DETROIT – I was encouraged to hear General Motors CEO Fritz Henderson evoke Alfred P. Sloan Monday afternoon, hours after his company filed for bankruptcy. Forget what some news outlets say about the unprecedented Chapter 11; GM has been on the precipice before, in 1910, the early ’20s and thanks to Roger Smith, in 1992. Henderson said he would take inspiration from Sloan during the Chapter 11 reorganization he expects to be completed in 60 to 90 days. “I ask myself, well, what would he do if he was in my shoes? Well, he never was, but early in his career he did have a crisis. What he did was he did his job.”
And his job was to move lots of product. Sloan was promoted to president of GM in 1923, the year he developed the “price ladder” of the five brands the company had that year. He also developed annual styling changes, or “planned obsolescence.” Sloan built an auto company that was the antithesis of chief rival Henry Ford’s ideas about the industry. After Sloan went overboard in the late ’20s, slicing and dicing the collection of automakers that GM assembled into 10 brands and sub-brands, he cut back to six during the Great Depression and handily outsold Fords and Lincolns.
Henderson has four North American brands; Chevrolet, GMC, Buick and Cadillac, and fortunately, Opel/Vauxhall in Europe to help retain GM’s global reach. He said Monday that even left with a minority stake in the company, Opels (and Vauxhalls) will continue to share platforms and drivetrains with North American models, with some room for “regional” variations. Global “rationalization” means that an Epsilon-based Opel could be built in a Chevy-Buick factory, and vice versa.

* The task *
Revise the GM bankruptcy article from "Henderson has four" to "and vice versa.", replacing "drivetrains" with "powertrains".

* Data for analysis *
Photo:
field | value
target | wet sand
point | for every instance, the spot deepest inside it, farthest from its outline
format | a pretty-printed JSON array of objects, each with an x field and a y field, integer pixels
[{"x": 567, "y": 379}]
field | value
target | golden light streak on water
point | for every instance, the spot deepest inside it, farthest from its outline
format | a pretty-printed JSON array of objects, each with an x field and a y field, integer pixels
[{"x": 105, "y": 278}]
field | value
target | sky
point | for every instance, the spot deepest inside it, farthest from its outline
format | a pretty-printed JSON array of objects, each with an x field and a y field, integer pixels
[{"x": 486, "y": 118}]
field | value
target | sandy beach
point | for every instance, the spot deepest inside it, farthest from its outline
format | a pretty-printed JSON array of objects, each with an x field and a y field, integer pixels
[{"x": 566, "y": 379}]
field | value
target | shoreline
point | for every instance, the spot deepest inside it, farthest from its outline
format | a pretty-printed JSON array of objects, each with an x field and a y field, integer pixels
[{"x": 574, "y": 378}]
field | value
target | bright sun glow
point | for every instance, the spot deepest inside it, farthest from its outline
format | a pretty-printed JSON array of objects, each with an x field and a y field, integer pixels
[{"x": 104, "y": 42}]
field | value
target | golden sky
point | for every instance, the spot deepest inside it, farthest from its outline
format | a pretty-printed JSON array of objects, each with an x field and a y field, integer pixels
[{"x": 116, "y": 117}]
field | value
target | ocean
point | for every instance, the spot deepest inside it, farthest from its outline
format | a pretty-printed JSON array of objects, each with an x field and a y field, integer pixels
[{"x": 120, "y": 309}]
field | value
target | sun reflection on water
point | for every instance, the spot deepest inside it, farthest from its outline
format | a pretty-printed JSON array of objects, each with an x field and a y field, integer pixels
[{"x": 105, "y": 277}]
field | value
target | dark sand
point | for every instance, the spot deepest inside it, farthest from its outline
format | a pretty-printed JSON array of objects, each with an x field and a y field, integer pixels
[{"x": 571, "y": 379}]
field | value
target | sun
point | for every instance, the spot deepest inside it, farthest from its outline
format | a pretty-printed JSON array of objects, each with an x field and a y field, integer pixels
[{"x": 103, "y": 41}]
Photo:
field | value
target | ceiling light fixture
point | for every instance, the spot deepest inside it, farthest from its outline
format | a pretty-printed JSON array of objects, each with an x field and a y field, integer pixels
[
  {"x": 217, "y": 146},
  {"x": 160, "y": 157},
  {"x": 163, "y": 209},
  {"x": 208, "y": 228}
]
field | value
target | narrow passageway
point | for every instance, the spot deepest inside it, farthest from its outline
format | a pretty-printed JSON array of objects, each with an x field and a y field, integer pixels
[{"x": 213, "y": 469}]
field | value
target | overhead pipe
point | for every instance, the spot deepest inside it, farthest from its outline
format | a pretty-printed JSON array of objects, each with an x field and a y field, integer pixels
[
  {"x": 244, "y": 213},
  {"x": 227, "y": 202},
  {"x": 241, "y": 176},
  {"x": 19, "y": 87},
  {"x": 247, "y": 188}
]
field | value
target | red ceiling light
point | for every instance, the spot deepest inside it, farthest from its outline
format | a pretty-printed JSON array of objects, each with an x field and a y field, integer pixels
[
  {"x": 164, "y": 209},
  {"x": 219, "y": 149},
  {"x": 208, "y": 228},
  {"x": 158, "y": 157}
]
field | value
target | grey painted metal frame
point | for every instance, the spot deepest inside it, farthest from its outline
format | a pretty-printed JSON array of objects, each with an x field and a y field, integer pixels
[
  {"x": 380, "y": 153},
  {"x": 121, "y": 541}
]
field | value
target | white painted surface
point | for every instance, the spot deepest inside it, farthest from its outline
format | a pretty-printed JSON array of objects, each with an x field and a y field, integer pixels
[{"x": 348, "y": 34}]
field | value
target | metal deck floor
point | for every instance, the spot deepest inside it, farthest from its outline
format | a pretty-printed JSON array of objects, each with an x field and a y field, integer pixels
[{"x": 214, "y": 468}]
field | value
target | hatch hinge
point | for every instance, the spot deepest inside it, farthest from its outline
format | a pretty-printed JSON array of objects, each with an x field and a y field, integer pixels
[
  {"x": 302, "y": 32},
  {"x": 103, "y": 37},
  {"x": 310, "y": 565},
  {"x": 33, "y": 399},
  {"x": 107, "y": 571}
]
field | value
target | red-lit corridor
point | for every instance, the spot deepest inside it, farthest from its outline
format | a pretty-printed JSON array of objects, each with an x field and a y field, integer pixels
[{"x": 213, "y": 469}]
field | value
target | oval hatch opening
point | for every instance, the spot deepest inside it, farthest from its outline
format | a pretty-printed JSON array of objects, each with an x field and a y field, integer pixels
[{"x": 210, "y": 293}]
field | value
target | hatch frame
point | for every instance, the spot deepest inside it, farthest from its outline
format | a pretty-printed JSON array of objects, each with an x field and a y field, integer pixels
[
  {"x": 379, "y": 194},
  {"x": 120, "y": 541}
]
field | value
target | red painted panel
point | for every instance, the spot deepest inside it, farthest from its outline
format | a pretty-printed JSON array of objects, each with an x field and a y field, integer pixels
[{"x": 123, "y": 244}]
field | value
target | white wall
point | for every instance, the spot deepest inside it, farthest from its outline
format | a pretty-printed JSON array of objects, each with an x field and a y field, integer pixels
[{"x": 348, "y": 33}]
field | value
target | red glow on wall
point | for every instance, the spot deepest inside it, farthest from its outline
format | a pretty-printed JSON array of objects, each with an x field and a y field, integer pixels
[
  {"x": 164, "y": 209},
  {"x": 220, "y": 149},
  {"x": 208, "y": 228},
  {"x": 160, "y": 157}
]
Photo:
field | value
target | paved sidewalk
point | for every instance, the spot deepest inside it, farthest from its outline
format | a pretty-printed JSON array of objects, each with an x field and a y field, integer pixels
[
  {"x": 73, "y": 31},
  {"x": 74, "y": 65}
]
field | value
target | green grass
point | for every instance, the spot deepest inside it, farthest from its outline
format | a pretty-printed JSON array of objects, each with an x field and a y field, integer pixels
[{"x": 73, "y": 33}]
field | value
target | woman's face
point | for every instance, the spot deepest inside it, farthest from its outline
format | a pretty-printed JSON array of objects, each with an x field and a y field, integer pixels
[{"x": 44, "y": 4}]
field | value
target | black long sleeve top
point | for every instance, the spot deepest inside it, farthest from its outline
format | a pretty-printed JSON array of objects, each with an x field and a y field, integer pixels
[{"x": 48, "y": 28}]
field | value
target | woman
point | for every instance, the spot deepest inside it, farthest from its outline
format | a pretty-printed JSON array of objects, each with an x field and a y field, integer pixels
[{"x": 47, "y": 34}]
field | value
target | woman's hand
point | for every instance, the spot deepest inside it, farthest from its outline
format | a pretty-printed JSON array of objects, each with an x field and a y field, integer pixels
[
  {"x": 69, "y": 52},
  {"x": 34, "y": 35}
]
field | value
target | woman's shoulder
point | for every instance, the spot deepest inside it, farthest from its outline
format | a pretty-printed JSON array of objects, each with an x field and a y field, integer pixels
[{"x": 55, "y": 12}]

* Written response *
Henderson has four North American brands; Chevrolet, GMC, Buick and Cadillac, and fortunately, Opel/Vauxhall in Europe to help retain GM’s global reach. He said Monday that even left with a minority stake in the company, Opels (and Vauxhalls) will continue to share platforms and powertrains with North American models, with some room for “regional” variations. Global “rationalization” means that an Epsilon-based Opel could be built in a Chevy-Buick factory, and vice versa.